▸ WHAT TO WORK ON
The records below are to be restated word for word, with every picture left out.

▸ Region pointing data

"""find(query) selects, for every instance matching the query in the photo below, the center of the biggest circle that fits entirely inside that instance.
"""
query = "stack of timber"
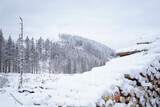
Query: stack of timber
(144, 91)
(143, 45)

▸ ANSWER AREA
"""find(query) selects, for every instance matching the query in the photo below, the center of the biggest circle that fits entirely inside that instance.
"""
query = "stack of timber"
Query: stack of timber
(144, 91)
(143, 45)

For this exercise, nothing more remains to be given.